-- begin TEXT SEGMENT --

Around the time of Menander's death in 140 BC, the Central Asian Kushans overran Bactria and ended Greek rule there. Around 80 BC, the Sakas, diverted by their Parthian cousins from Iran, moved into Gandhara and other parts of Pakistan and Western India. The most famous king of the Sakas, Maues, established himself in Gandhara.
By 90 BC the Parthians had taken control of eastern Iran and in around 50 BC they put an end to the last remnants of Greek rule in Afghanistan. Eventually an Indo-Parthian dynasty succeeded in taking control of Gandhara. The Parthians continued to support Greek artistic traditions. The start of the Gandharan Greco-Buddhist art is dated to about 75–50 BC. Links between Rome and the Indo-Parthian kingdoms existed. There is archaeological evidence that building techniques were transmitted between the two realms. Christian records claim that around AD 40 Thomas the Apostle visited India and encountered the Indo-Parthian king Gondophares.

-- end TEXT SEGMENT --

§ TASKS TO PERFORM
1. Answer these from the passage on Gandhara's history:
(a) Who overran Bactria around the time of Menander's death?
(b) Which Saka king established himself in Gandhara?
(c) Which Indo-Parthian king did Thomas the Apostle reportedly meet?
2. Reproduce the section of the Gandhara history passage starting with "By 90 BC the" and going on through "Indo-Parthian king Gondophares.".
3. Pick up the passage on Gandhara's history after its final sentence and carry it forward.
The records have no connection to the passage on Gandhara's history.

-- begin DATA LISTING --

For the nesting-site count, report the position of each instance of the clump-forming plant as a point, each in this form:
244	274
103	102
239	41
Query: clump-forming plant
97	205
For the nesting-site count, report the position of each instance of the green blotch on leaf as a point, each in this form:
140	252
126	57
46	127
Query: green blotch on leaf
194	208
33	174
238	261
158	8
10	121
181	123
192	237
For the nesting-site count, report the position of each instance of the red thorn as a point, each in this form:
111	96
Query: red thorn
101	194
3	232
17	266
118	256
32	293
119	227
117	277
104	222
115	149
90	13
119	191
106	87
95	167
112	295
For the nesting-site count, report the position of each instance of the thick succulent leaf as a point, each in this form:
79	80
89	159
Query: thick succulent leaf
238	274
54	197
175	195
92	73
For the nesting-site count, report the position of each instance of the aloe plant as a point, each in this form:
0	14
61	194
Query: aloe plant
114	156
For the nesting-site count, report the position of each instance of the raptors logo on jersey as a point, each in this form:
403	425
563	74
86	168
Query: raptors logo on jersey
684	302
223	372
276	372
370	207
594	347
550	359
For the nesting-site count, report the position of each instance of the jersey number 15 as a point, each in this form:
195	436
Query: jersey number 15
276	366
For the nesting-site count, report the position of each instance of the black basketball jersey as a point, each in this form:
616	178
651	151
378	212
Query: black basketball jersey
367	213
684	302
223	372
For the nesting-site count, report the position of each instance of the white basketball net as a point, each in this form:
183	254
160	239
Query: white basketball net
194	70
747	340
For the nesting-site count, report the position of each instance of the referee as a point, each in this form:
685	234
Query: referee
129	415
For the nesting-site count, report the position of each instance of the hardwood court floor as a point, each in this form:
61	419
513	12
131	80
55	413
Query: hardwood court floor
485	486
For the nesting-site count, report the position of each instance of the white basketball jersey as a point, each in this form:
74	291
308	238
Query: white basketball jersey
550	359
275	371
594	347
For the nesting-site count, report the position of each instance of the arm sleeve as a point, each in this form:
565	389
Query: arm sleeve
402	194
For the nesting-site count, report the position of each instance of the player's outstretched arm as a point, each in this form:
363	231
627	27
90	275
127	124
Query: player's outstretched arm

-- end DATA LISTING --

§ RESULTS FOR EACH TASK
1.
(a) The Central Asian Kushans
(b) Maues
(c) Gondophares

2.
By 90 BC the Parthians had taken control of eastern Iran and in around 50 BC they put an end to the last remnants of Greek rule in Afghanistan. Eventually an Indo-Parthian dynasty succeeded in taking control of Gandhara. The Parthians continued to support Greek artistic traditions. The start of the Gandharan Greco-Buddhist art is dated to about 75–50 BC. Links between Rome and the Indo-Parthian kingdoms existed. There is archaeological evidence that building techniques were transmitted between the two realms. Christian records claim that around AD 40 Thomas the Apostle visited India and encountered the Indo-Parthian king Gondophares.

3.
The Parthian dynasty fell about 75 to another group from Central Asia. The Kushans, known as Yuezhi in China (although ethnically Asii) moved from Central Asia to Bactria, where they stayed for a century. Around 75, one of their tribes, the Kushan (Kuṣāṇa), under the leadership of Kujula Kadphises gained control of Gandhara and other parts of what is now Pakistan.
The Kushan period is considered the Golden Period of Gandhara. Peshawar Valley and Taxila are littered with ruins of stupas and monasteries of this period. Gandharan art flourished and produced some of the best pieces of Indian sculpture. Many monuments were created to commemorate the Jatakas.
Gandhara's culture peaked during the reign of the great Kushan king Kanishka (128–151). The cities of Taxila (Takshasila) at Sirsukh and Peshawar were built. Peshawar became the capital of a great empire stretching from Gandhara to Central Asia. Kanishka was a great patron of the Buddhist faith; Buddhism spread to Central Asia and the Far East across Bactria and Sogdia, where his empire met the Han Empire of China. Buddhist art spread from Gandhara to other parts of Asia. Under Kanishka, Gandhara became a holy land of Buddhism and attracted Chinese pilgrims eager to view the monuments associated with many Jatakas.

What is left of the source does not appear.